The task: Reproduce all the material exactly, minus any pictures it holds.

# start of Excerpted data

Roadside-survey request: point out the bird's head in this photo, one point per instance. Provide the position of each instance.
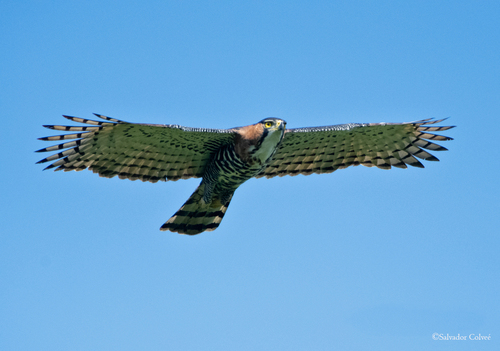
(273, 124)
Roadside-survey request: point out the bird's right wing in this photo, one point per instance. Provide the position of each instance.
(149, 152)
(326, 149)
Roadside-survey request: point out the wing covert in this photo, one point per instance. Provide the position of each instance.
(149, 152)
(383, 145)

# end of Excerpted data

Reply to the task:
Roadside-survey request: point out the bird's head in this photo, one point per instance. Provide the position of each instance.
(273, 124)
Roadside-survey request: point out the bird's right wing in this photo, one point per instance. Provide the position of each instance.
(149, 152)
(326, 149)
Roadside-survey request: point out the wing covert in this photo, one point per instance. Provide the position of each instance.
(149, 152)
(383, 145)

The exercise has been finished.